STUDY TEXT Start Marker

Pune, Dec 14: Vice President Hamid Ansari Saturday said the South Asian Association for Regional Cooperation (SAARC) countries, despite sharing social and cultural affinities, have not done enough to prosper as a regional bloc.
Addressing the inauguration of an international relations conference organised by Symbiosis International University in Pune, he also said India, in its endeavour for pursuing commercial and strategic interests in South Asia, must balance it with the “objective of becoming a regional and global actor of relevance and significance in a fast changing world”.
Speaking on the theme “India and Development Partnerships in Asia and Africa: Towards a New Paradigm”, the vice president, a diplomat, said while other regional blocs like the ASEAN, African Union, Gulf Cooperation Council, have been fostering closer regional integration, SAARC has been tardy in its progress.
South Asia is home to almost one-fifth of humanity and two-fifths of the world’s poor. South Asia counts for roughly three percent of the world gross domestic product bus has only around 1.7 percent share in global trade. It is confronted with major developmental challenges of poverty, inequality, illiteracy, disease, hunger and homelessness, he said.

STUDY TEXT End Marker

- **REQUIRED ACTION A**
Answer these questions about the report on SAARC:
(i) Which university organized the conference in Pune?
(ii) What was the theme of Ansari's address?
(iii) What share of global trade does South Asia have, according to the report?
- **REQUIRED ACTION B**
Carry on the report on Ansari's SAARC remarks from its last sentence.
The records that follow this report come from an unrelated source.

EXTRACTED DATA Start Marker

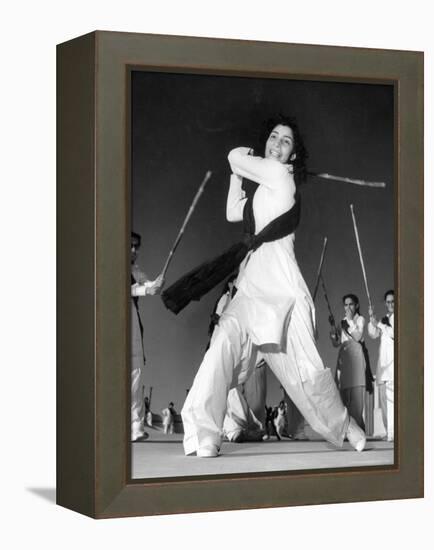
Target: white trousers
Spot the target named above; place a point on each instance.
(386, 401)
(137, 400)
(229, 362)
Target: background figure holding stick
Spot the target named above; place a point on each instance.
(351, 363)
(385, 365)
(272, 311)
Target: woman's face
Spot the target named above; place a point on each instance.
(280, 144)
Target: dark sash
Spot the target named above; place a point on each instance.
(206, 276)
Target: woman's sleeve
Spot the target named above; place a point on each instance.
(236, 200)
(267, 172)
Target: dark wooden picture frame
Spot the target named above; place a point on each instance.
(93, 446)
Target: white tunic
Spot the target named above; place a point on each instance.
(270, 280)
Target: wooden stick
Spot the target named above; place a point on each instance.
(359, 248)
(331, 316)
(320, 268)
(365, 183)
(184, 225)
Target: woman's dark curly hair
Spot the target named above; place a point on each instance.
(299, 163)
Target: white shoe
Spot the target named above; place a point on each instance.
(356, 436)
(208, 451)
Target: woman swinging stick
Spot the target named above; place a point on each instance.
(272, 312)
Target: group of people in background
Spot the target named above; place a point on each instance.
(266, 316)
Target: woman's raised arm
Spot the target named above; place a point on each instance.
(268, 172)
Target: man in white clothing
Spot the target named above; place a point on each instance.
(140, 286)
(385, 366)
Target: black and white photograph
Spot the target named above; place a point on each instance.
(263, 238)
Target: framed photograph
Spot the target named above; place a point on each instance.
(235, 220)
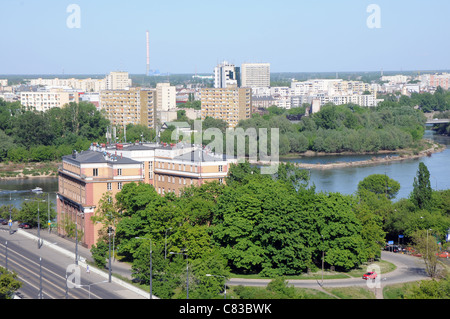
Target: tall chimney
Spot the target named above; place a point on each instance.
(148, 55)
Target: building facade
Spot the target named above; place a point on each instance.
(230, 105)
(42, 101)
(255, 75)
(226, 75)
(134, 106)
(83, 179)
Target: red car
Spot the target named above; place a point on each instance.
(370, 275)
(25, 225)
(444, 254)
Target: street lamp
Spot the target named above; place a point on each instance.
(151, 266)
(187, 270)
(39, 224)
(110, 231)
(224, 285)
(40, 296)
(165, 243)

EXTRACTED DATA End Marker

- **ANSWER SPACE A**
(i) Symbiosis International University
(ii) "India and Development Partnerships in Asia and Africa: Towards a New Paradigm"
(iii) Around 1.7 percent

- **ANSWER SPACE B**
The region could form joint and cooperative effort in addressing its common challenges.
“India’s large and growing economy offers to the states of the region a profitable destination for their exports and a competitive source for their imports, investments and technology. Enhanced regional cooperation could also help in management of natural resources such as water,” he stressed.
South Asian economies are least integrated, with intra-regional trade stagnating at around 5.76 percent of the total trade, compared with 61.83 percent in the European Union.
He said India’s experience of bilateral development partnerships in South Asia, like Afghanistan, Bhutan, Myanmar and Nepal, is indicative of its capacity to undertake regional cooperation.
“In any such endeavour, the immediate or shorter term commercial, foreign policy and strategic interests must be balanced with our longer term objective of becoming a regional and global actor of relevance and significance in a fast-changing world.”
He said that an “attitude of neglect or immobility to our immediate neighbourhood will not enhance our capacity and may deny us options”.
“Global observers have also noted our policy approach of developing cooperation with other regional organisations in and around Asia and have contrasted it with our studied neglect of SAARC,” he noted.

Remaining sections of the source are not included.